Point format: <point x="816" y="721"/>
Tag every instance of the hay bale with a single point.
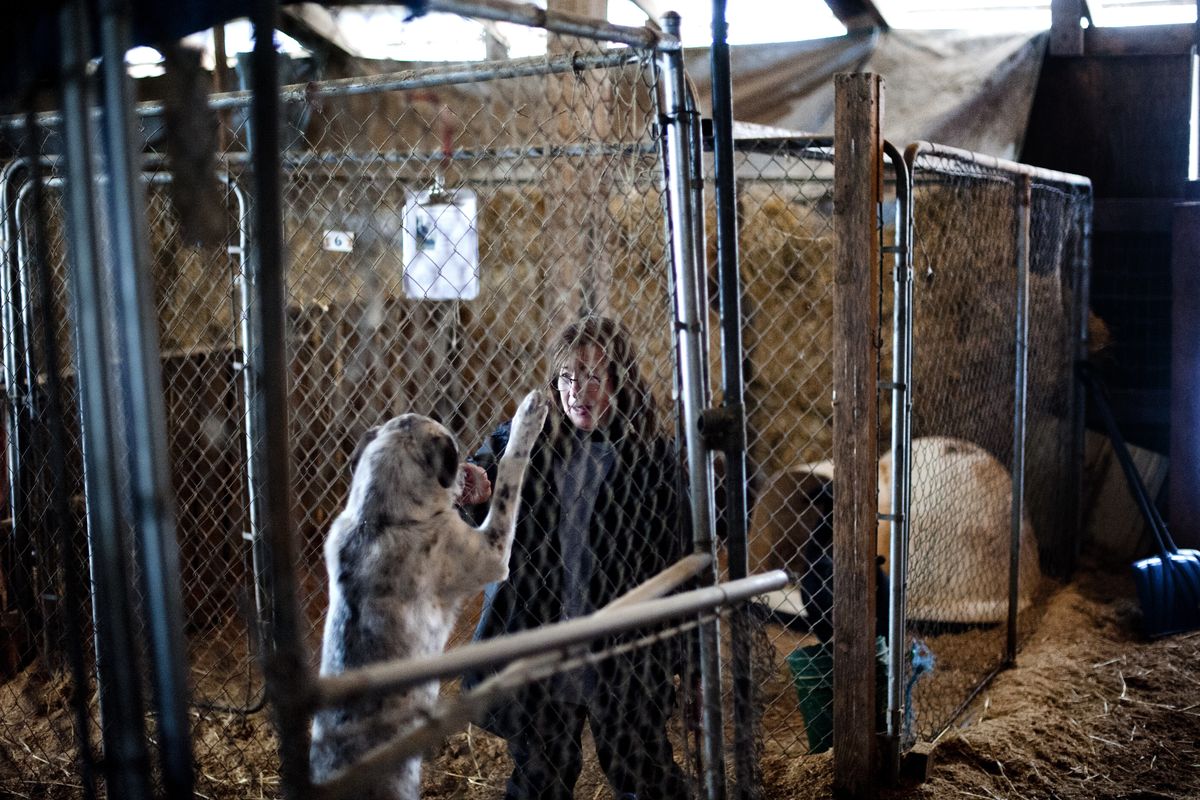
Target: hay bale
<point x="959" y="534"/>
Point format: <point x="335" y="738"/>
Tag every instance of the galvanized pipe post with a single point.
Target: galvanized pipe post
<point x="123" y="717"/>
<point x="61" y="518"/>
<point x="747" y="777"/>
<point x="145" y="427"/>
<point x="901" y="456"/>
<point x="289" y="685"/>
<point x="678" y="136"/>
<point x="1020" y="388"/>
<point x="19" y="408"/>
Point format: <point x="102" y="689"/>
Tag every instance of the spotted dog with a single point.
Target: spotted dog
<point x="401" y="561"/>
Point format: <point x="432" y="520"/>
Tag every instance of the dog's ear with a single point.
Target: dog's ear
<point x="359" y="449"/>
<point x="442" y="457"/>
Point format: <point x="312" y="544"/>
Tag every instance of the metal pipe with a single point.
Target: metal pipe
<point x="556" y="22"/>
<point x="287" y="666"/>
<point x="153" y="499"/>
<point x="1083" y="275"/>
<point x="453" y="714"/>
<point x="123" y="717"/>
<point x="745" y="762"/>
<point x="18" y="405"/>
<point x="251" y="386"/>
<point x="1020" y="389"/>
<point x="33" y="539"/>
<point x="399" y="675"/>
<point x="61" y="519"/>
<point x="1037" y="173"/>
<point x="693" y="392"/>
<point x="400" y="80"/>
<point x="901" y="438"/>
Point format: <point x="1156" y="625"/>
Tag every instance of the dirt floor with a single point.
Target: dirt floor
<point x="1091" y="710"/>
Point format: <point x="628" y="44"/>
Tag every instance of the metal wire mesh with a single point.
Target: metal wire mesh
<point x="969" y="264"/>
<point x="786" y="248"/>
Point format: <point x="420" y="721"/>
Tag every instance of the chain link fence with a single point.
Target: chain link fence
<point x="999" y="265"/>
<point x="786" y="259"/>
<point x="441" y="227"/>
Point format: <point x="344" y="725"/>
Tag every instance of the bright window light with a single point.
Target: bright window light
<point x="750" y="22"/>
<point x="1123" y="13"/>
<point x="1026" y="14"/>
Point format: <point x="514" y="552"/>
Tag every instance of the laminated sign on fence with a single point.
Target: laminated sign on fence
<point x="441" y="245"/>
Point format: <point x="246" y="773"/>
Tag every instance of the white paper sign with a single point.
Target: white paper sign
<point x="441" y="246"/>
<point x="340" y="241"/>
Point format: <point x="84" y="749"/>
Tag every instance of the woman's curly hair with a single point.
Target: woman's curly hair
<point x="634" y="407"/>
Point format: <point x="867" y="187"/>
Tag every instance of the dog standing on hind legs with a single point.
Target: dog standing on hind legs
<point x="401" y="561"/>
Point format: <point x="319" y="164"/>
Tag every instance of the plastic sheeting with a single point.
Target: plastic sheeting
<point x="959" y="89"/>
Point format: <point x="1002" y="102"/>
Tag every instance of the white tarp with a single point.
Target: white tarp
<point x="965" y="90"/>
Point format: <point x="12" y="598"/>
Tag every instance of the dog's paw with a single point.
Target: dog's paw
<point x="528" y="422"/>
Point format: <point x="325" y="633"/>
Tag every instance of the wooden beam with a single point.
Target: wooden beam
<point x="1185" y="485"/>
<point x="857" y="14"/>
<point x="1141" y="40"/>
<point x="858" y="187"/>
<point x="1066" y="34"/>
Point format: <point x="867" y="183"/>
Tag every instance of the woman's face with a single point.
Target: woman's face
<point x="586" y="389"/>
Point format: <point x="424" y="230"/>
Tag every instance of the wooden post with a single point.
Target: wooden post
<point x="1185" y="487"/>
<point x="858" y="187"/>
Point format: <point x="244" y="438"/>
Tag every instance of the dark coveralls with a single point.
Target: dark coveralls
<point x="633" y="531"/>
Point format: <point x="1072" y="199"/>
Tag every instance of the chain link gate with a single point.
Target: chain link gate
<point x="1000" y="269"/>
<point x="786" y="259"/>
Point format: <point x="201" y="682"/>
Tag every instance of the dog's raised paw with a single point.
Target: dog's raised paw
<point x="528" y="421"/>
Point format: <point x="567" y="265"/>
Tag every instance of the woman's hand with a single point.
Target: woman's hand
<point x="475" y="486"/>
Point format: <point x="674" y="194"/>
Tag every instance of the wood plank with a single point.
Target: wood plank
<point x="1185" y="486"/>
<point x="858" y="181"/>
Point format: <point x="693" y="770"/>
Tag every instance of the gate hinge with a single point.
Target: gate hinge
<point x="724" y="428"/>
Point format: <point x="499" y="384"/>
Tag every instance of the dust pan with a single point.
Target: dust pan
<point x="1168" y="583"/>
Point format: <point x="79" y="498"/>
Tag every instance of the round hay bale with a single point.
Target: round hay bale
<point x="959" y="535"/>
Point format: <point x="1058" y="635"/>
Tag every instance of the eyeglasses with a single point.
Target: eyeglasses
<point x="567" y="380"/>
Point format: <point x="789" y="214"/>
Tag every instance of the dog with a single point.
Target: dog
<point x="401" y="561"/>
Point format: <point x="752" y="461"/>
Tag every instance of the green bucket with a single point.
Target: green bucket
<point x="811" y="669"/>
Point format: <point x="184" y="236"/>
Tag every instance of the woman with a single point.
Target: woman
<point x="599" y="516"/>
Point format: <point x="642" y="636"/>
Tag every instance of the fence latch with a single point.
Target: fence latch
<point x="724" y="428"/>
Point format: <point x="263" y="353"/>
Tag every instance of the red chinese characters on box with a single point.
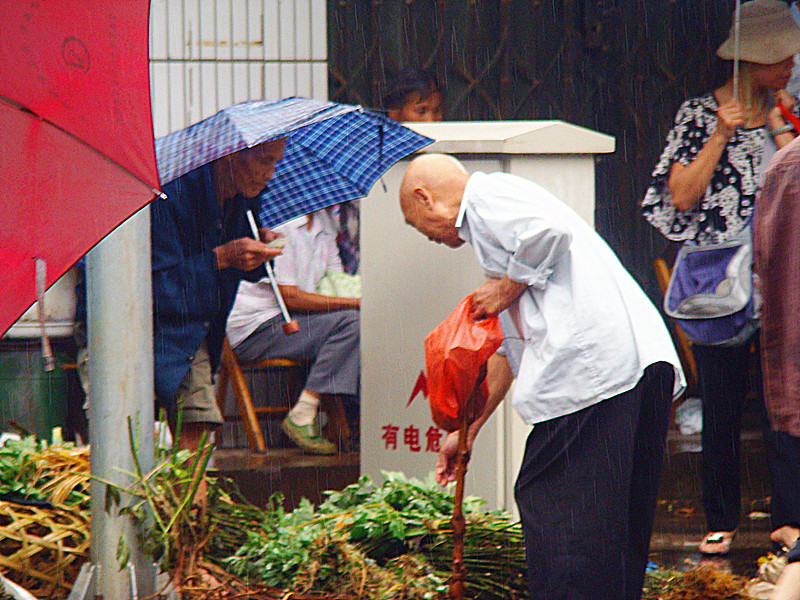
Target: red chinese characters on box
<point x="411" y="439"/>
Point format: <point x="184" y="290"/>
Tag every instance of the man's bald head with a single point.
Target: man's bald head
<point x="430" y="196"/>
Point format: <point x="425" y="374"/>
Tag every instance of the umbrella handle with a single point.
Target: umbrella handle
<point x="290" y="325"/>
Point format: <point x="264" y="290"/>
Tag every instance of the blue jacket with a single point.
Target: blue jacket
<point x="191" y="297"/>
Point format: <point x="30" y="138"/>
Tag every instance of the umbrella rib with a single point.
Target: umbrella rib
<point x="27" y="110"/>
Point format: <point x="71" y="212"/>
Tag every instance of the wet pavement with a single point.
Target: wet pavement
<point x="679" y="519"/>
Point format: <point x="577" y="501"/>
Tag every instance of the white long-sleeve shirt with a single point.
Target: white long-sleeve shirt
<point x="583" y="331"/>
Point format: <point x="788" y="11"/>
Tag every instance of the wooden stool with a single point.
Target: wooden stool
<point x="232" y="370"/>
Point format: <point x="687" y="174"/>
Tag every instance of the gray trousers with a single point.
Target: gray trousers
<point x="329" y="340"/>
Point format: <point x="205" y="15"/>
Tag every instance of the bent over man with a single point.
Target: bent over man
<point x="595" y="373"/>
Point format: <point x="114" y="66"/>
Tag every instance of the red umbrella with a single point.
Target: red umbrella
<point x="77" y="155"/>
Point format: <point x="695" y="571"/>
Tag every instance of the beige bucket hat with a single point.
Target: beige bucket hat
<point x="767" y="33"/>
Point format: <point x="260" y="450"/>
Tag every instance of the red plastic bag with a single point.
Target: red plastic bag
<point x="455" y="351"/>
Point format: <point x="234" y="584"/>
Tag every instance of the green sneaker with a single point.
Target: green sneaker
<point x="308" y="437"/>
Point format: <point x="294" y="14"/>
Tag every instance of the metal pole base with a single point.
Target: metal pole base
<point x="85" y="584"/>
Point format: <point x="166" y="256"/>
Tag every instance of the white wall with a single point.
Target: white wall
<point x="208" y="54"/>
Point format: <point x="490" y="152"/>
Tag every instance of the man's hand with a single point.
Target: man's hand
<point x="494" y="296"/>
<point x="445" y="470"/>
<point x="244" y="254"/>
<point x="267" y="235"/>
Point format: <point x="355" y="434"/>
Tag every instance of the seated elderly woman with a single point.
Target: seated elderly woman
<point x="329" y="333"/>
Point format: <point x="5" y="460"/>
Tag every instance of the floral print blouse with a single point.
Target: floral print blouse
<point x="729" y="200"/>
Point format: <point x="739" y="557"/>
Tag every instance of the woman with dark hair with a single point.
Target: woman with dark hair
<point x="414" y="96"/>
<point x="703" y="191"/>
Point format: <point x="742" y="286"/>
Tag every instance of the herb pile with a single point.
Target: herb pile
<point x="385" y="542"/>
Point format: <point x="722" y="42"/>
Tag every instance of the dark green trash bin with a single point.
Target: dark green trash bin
<point x="29" y="397"/>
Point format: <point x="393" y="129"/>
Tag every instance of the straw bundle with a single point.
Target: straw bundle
<point x="43" y="549"/>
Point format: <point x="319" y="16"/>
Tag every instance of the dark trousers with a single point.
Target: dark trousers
<point x="724" y="381"/>
<point x="586" y="493"/>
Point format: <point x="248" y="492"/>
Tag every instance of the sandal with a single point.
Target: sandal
<point x="717" y="543"/>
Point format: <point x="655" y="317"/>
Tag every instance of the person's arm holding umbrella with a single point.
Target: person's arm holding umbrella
<point x="194" y="279"/>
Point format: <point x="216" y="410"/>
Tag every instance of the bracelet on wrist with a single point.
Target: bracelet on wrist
<point x="782" y="129"/>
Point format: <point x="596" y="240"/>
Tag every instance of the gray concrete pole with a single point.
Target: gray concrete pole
<point x="120" y="328"/>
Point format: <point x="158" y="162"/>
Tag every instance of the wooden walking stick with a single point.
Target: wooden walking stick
<point x="456" y="591"/>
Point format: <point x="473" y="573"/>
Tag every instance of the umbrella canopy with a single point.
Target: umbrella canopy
<point x="334" y="152"/>
<point x="76" y="157"/>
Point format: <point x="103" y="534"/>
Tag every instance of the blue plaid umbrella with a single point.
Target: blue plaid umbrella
<point x="334" y="152"/>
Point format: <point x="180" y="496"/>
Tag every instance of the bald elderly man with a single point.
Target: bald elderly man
<point x="595" y="373"/>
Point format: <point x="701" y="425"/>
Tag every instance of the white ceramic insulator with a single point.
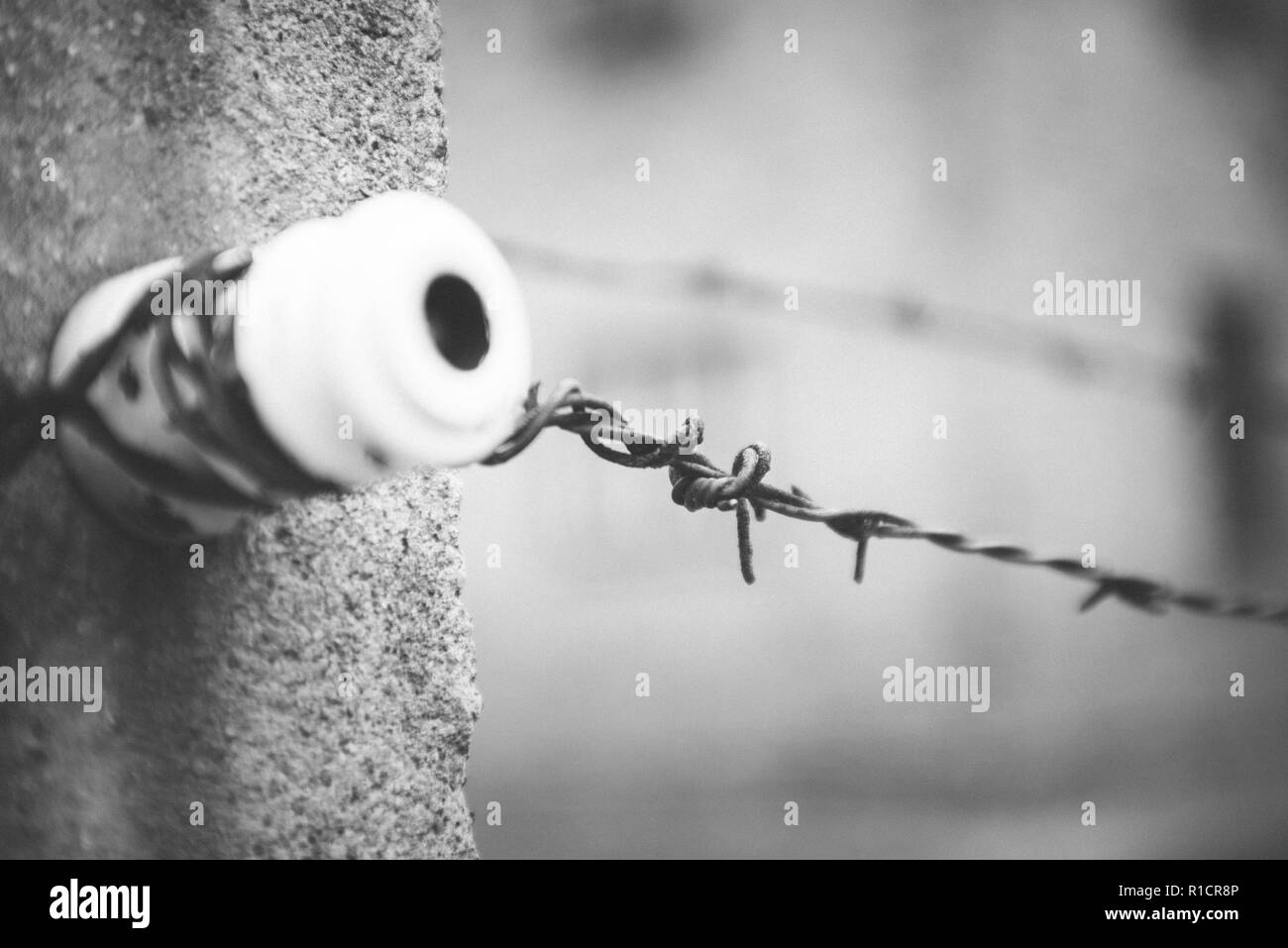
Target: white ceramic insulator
--
Exercise objective:
Collect every line above that contains the word "bracelet", treating case as significant.

In response:
Tag every instance of the bracelet on wrist with a single point.
Target: bracelet on wrist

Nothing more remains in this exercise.